> **Aim of the exercise**: From the data underneath, reproduce exactly the stretch that begins at the line with "target | potted palm plant" and ends after the line with "target | display board".

___

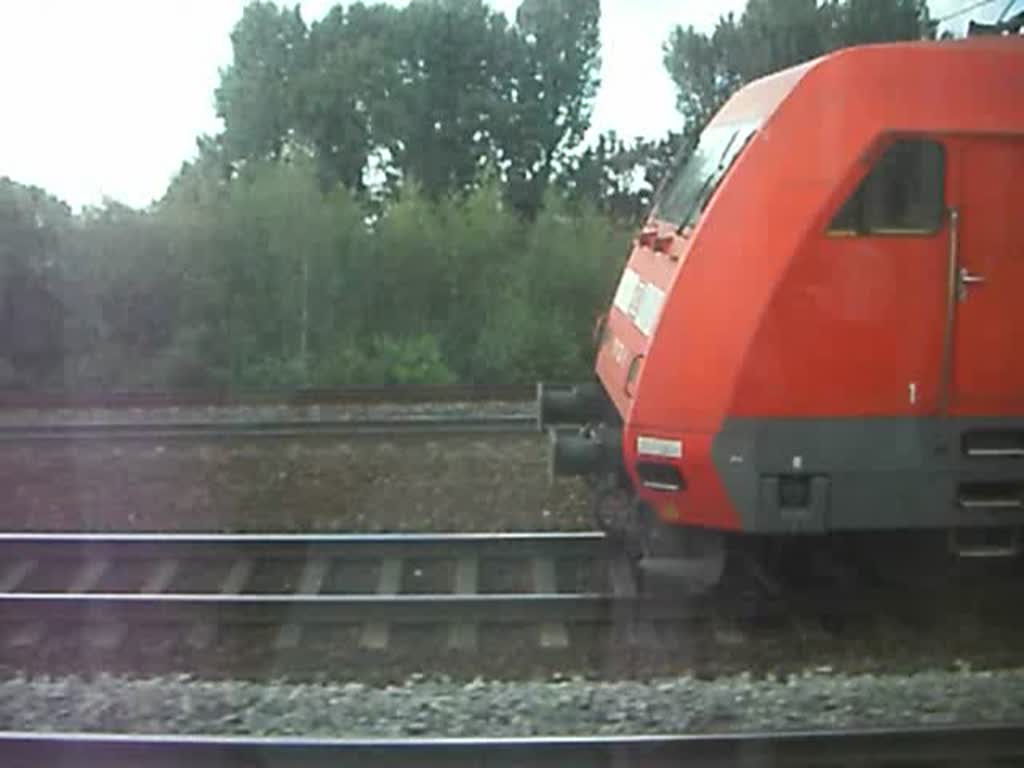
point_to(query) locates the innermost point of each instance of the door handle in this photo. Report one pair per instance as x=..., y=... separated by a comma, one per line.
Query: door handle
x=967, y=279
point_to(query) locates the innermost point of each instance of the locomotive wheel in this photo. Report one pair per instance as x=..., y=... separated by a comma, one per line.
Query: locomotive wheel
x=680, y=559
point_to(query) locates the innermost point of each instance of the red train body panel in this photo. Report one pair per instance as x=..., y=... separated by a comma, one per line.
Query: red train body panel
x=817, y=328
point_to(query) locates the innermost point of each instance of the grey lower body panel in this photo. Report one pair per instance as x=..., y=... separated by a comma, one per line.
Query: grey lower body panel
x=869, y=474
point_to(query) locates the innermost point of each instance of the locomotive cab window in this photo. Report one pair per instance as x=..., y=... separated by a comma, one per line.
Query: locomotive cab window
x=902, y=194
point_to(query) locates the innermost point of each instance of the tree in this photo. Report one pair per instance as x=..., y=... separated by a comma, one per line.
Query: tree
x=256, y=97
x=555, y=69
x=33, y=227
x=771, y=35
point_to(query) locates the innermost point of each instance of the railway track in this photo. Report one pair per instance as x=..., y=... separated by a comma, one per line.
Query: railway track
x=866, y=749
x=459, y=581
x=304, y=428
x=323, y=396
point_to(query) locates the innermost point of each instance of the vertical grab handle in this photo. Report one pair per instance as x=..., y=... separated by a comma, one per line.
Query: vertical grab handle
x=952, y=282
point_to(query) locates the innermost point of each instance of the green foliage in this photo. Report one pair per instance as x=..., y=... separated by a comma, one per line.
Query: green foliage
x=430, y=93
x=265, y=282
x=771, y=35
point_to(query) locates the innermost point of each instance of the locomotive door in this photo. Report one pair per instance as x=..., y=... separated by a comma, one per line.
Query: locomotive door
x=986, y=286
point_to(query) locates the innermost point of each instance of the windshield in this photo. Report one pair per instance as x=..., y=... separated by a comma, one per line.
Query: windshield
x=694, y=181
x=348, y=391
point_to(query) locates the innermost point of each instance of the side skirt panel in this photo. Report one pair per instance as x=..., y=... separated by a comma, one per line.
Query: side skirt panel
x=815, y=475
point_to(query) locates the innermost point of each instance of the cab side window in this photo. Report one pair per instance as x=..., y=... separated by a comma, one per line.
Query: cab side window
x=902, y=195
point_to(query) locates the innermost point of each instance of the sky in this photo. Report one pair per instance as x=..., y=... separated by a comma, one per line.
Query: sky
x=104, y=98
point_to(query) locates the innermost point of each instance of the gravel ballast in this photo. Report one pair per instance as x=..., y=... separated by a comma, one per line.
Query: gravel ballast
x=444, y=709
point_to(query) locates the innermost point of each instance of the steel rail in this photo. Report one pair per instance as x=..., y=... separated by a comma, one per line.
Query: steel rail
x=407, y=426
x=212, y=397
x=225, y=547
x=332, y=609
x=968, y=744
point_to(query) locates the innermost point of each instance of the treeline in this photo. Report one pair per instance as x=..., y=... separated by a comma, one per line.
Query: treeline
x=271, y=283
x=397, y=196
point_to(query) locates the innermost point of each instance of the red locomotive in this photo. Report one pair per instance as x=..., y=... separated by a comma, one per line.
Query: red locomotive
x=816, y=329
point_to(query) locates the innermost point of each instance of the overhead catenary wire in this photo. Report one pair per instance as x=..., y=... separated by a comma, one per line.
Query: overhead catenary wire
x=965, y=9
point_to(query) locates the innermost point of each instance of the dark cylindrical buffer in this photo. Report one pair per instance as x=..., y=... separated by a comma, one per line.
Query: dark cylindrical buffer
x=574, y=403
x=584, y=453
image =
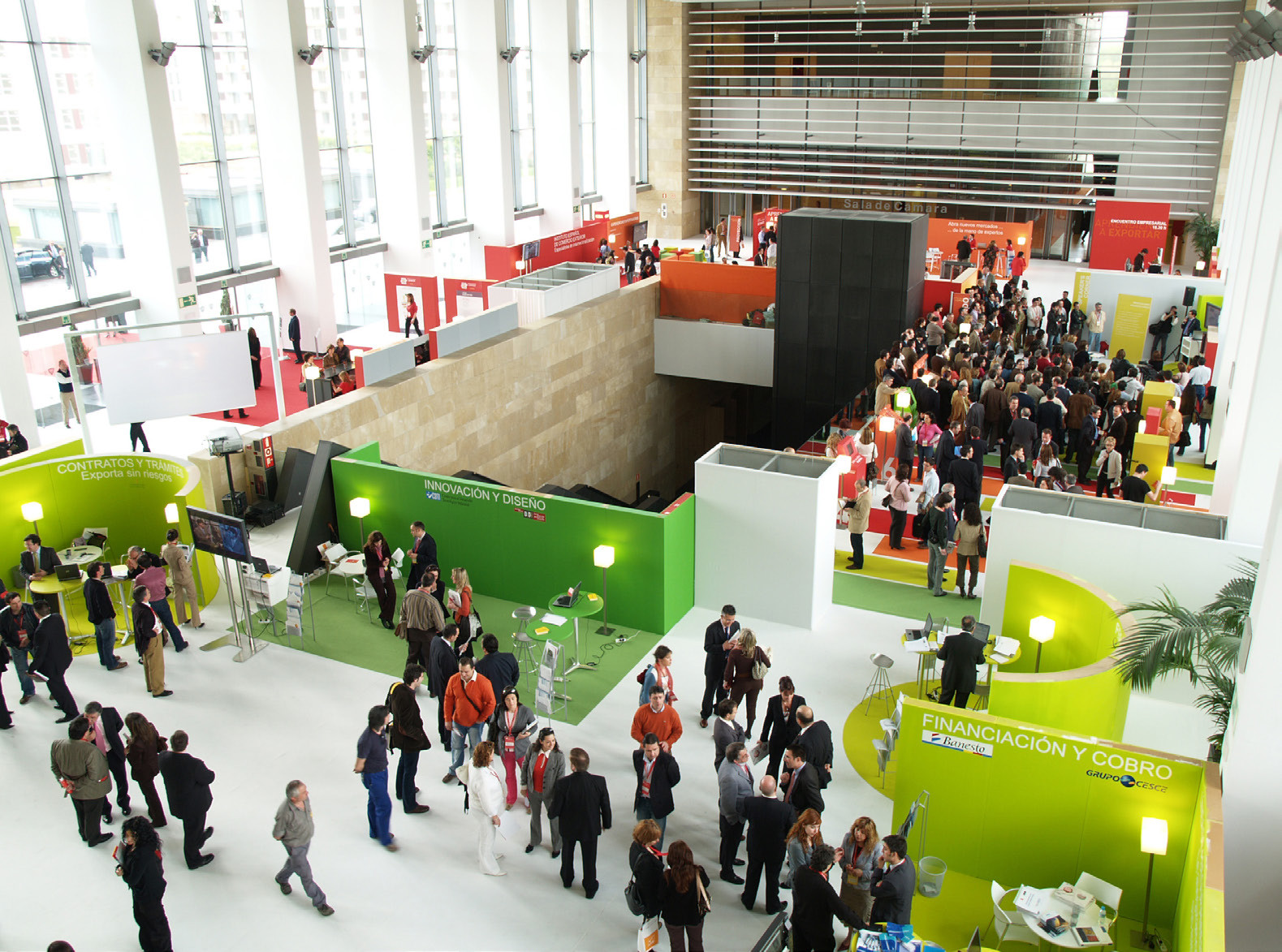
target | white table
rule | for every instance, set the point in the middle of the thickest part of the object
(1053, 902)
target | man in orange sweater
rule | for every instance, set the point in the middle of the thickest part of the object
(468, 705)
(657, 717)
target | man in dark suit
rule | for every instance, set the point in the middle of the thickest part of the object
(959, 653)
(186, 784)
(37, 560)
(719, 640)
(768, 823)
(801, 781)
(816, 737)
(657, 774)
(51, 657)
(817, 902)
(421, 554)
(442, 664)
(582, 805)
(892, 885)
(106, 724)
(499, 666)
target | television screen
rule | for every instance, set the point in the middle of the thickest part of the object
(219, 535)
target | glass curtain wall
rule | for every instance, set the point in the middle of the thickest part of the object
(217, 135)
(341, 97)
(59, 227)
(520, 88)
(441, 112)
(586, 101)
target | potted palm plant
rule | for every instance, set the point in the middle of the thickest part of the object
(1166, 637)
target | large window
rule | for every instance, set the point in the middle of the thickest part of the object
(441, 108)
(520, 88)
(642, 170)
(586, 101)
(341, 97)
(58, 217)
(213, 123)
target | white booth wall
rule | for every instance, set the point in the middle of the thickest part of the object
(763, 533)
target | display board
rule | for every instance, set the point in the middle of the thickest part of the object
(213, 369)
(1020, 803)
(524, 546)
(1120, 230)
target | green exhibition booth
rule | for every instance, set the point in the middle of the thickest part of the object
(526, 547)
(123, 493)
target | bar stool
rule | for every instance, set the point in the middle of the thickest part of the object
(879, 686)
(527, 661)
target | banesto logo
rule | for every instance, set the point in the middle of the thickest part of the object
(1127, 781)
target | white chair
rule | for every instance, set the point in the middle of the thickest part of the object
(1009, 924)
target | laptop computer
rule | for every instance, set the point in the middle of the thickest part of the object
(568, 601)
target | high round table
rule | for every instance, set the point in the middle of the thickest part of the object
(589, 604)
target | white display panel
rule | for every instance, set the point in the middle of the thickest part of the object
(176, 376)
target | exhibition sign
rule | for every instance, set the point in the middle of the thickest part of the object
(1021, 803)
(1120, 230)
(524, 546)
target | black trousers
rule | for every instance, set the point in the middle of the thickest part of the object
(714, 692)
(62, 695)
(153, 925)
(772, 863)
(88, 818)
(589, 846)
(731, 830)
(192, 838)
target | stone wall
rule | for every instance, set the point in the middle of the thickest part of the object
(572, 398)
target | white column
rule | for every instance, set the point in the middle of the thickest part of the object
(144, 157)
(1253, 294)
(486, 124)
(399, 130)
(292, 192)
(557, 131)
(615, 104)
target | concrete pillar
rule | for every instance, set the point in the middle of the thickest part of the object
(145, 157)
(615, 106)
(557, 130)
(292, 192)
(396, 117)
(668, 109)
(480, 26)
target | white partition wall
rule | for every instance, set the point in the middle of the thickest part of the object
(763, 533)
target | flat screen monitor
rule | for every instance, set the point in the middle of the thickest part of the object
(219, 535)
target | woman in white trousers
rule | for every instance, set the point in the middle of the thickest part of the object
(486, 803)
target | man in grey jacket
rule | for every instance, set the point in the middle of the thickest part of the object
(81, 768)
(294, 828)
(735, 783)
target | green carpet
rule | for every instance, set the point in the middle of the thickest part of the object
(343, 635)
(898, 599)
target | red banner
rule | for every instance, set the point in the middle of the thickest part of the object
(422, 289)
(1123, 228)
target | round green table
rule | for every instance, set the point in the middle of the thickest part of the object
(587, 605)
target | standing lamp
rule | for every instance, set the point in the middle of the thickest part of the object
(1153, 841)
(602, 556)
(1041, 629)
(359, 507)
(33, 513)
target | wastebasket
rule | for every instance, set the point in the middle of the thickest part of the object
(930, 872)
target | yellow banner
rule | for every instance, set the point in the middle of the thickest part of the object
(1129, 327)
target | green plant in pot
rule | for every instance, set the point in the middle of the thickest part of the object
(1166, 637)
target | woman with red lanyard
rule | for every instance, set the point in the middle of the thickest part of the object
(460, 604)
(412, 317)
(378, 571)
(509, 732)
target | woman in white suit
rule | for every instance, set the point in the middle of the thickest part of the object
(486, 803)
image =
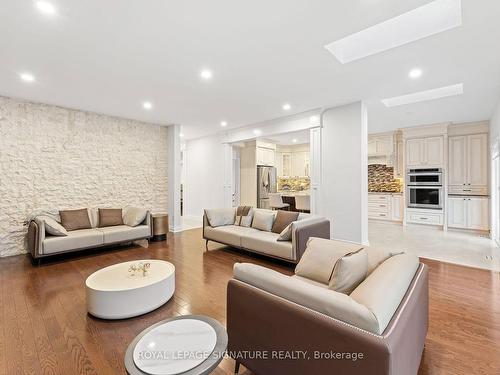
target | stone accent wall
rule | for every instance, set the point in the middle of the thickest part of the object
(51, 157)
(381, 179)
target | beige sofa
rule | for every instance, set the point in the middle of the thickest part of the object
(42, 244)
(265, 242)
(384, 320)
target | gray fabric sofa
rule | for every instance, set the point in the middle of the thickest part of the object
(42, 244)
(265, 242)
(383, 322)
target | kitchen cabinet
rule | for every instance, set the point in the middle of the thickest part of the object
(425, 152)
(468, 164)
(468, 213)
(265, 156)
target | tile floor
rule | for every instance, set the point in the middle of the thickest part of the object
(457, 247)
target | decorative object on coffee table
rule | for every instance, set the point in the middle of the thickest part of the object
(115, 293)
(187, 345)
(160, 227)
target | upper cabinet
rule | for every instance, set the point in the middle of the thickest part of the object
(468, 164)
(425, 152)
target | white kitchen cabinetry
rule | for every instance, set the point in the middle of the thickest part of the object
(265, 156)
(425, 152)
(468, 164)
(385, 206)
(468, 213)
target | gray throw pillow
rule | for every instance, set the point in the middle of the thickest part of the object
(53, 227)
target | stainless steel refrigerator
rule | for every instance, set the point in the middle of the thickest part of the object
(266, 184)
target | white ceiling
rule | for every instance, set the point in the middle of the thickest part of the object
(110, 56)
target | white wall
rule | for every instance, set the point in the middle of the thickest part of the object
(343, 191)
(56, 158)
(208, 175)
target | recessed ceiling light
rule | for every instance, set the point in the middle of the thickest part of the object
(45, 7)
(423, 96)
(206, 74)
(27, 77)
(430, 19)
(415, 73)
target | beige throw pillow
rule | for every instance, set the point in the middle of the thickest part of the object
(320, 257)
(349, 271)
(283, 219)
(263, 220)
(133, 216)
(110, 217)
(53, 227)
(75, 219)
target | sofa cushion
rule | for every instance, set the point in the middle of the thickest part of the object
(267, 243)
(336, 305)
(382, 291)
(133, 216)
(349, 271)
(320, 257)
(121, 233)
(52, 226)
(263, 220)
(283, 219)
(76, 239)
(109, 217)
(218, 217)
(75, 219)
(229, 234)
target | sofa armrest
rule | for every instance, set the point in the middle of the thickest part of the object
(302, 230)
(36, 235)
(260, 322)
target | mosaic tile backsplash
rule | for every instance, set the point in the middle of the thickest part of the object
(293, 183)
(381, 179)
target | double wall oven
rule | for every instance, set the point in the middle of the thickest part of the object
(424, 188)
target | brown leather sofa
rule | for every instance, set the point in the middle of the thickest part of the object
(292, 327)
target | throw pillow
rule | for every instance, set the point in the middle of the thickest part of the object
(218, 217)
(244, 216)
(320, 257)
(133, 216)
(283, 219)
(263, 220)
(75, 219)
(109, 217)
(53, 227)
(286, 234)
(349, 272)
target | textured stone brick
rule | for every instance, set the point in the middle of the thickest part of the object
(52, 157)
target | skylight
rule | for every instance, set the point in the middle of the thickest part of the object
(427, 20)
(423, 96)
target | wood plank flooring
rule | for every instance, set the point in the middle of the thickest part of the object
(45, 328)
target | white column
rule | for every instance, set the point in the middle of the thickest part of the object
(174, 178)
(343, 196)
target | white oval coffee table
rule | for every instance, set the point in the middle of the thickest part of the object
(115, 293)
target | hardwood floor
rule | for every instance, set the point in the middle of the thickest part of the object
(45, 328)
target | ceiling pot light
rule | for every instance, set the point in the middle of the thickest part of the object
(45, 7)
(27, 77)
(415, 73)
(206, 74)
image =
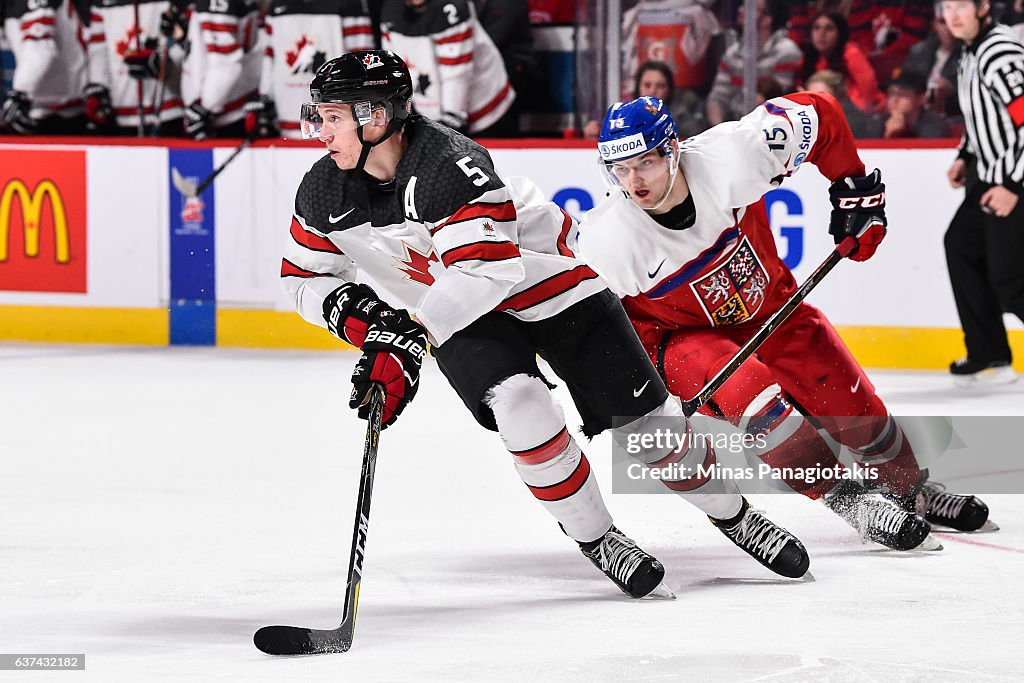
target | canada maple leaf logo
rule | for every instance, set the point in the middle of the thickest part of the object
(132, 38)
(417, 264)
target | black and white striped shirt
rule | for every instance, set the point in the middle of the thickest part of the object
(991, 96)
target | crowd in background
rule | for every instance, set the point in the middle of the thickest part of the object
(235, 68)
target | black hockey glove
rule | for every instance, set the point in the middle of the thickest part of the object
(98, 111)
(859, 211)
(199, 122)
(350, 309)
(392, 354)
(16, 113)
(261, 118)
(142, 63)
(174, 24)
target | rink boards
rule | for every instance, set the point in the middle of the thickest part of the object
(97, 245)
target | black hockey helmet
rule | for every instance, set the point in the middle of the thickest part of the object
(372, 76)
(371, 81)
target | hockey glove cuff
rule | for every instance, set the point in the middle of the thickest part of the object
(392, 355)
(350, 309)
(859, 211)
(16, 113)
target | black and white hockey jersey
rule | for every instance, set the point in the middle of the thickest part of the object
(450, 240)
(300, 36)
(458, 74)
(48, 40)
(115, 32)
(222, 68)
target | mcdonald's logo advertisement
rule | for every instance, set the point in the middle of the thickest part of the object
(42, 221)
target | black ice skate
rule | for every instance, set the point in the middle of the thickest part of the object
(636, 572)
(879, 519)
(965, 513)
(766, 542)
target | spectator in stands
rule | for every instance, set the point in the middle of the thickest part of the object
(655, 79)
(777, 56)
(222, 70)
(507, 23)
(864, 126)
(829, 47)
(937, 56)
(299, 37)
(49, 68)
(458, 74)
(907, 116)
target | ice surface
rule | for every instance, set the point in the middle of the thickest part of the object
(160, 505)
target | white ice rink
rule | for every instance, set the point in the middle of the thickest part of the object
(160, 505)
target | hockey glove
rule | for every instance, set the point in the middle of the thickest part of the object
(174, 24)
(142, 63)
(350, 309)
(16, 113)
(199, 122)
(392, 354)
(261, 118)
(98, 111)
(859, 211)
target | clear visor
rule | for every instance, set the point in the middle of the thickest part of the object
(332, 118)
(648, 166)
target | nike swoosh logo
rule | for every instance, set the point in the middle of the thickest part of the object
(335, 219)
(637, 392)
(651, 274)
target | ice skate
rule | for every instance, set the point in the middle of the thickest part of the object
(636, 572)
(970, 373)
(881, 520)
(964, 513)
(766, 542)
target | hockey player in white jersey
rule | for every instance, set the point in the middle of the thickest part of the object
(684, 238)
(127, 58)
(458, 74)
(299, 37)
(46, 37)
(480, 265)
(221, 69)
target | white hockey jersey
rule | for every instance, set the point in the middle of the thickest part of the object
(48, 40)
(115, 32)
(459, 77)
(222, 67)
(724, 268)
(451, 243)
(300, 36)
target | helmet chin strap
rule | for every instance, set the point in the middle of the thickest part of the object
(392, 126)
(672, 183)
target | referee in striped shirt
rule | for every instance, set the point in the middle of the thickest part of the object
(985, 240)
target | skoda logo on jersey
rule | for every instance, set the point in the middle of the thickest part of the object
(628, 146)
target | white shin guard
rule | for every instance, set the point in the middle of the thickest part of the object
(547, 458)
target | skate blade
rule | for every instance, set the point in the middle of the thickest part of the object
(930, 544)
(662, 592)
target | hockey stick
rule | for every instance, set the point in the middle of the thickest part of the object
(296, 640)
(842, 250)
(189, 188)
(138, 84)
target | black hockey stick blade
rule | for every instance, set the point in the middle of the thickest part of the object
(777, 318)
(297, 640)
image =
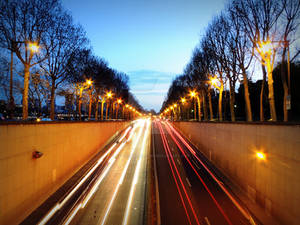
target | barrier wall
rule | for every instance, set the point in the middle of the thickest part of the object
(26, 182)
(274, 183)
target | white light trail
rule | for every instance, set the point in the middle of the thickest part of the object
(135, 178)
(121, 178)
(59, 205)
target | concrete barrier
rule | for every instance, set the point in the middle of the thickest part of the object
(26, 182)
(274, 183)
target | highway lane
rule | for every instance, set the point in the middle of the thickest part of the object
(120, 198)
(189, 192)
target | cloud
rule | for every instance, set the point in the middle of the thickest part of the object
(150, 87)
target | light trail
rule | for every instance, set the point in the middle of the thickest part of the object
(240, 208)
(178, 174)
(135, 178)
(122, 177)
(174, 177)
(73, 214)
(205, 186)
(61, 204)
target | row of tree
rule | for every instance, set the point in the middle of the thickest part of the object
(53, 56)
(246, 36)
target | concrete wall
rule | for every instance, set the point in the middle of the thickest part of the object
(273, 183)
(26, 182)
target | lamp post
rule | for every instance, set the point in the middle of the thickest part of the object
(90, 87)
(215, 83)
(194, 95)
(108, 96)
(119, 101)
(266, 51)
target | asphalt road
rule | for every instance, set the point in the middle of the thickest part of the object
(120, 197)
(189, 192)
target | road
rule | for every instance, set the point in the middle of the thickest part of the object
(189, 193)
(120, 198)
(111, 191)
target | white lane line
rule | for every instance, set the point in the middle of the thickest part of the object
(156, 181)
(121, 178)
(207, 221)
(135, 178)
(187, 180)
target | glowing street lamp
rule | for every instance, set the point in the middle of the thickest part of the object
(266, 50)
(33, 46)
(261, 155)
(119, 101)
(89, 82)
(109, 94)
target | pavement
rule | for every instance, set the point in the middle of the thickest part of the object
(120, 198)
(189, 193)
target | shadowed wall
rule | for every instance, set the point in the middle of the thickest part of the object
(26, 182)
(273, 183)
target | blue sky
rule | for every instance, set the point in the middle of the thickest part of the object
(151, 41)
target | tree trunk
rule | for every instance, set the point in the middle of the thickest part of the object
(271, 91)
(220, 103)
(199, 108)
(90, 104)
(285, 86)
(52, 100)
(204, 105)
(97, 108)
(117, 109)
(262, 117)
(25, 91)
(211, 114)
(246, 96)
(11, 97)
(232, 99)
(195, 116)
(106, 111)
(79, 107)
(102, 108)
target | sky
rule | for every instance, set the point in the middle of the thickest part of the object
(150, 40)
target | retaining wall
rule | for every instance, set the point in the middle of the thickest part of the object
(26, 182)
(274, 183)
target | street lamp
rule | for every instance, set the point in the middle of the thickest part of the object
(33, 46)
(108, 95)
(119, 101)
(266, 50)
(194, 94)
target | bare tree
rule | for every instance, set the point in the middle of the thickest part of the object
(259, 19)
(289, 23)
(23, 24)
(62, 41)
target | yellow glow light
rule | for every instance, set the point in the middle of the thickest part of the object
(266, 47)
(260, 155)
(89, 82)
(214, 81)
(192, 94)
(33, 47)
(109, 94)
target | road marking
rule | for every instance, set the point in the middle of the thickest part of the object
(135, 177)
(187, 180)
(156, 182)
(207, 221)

___

> **Solution for this task**:
target | potted palm plant
rule | for every instance, set the point in the middle of the thickest part of the object
(1166, 637)
target | large window
rule | for every instance, set the point in the middle of the thickest part of the object
(441, 108)
(520, 88)
(642, 170)
(586, 101)
(341, 97)
(58, 217)
(213, 123)
target | white booth wall
rule | for every instance, set the point in the middle of the thickest part of the object
(763, 533)
target | display board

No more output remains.